Task set =>
**A)** In the text on Mary Miller, what degree did she earn?
**B)** Write out the stretch of the text on Mary Miller from "Like many new" through "to volunteer instead.", swapping "recession" for "downturn".

Text segment =>
>>>>

Like many new college grads, Mary Miller emerged from school with her Entertainment Business degree ready to land a job in her field with a nice paycheck and some good benefits. But she soon learned it can be tough out there in the workforce, especially during a recession, so she decided to volunteer instead.
“I began volunteering at a two-day blues festival,” she says. “I worked both days helping out in every area needed, including check-in, catering, behind the bar, selling raffle tickets for charity, etc.”
Mary had already gotten her feet wet volunteering in Orlando’s local music scene. While attending Full Sail, she would volunteer at local music festivals, such as Florida Music Festival, as an assistant manager at different venues throughout the weekend. “I was also a dressing room coordinator for Orlando Calling at the Citrus Bowl where I had the opportunity to cater to all of the artists on Stage 2 for the weekend, such as The Roots, Gavin DeGraw, and Buddy Guy,” Mary says.
These unpaid gigs began to pay off because when Orlando Calling co-promoters, Incognitus, needed a production intern, they knew exactly who to call.

<<<<

Dataset excerpts =>

>>>>

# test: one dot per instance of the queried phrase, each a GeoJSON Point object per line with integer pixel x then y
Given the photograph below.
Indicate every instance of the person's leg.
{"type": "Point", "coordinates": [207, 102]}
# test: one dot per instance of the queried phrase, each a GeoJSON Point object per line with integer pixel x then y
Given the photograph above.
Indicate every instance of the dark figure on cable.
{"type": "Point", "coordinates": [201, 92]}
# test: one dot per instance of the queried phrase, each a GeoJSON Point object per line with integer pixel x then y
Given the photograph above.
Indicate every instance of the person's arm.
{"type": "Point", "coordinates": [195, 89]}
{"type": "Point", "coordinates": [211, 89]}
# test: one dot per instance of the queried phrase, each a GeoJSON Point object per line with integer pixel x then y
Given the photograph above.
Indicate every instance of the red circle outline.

<<<<
>>>>

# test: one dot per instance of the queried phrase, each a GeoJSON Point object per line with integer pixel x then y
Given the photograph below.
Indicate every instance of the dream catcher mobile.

<<<<

Results in order =>
**A)** An Entertainment Business degree.

**B)**
Like many new college grads, Mary Miller emerged from school with her Entertainment Business degree ready to land a job in her field with a nice paycheck and some good benefits. But she soon learned it can be tough out there in the workforce, especially during a downturn, so she decided to volunteer instead.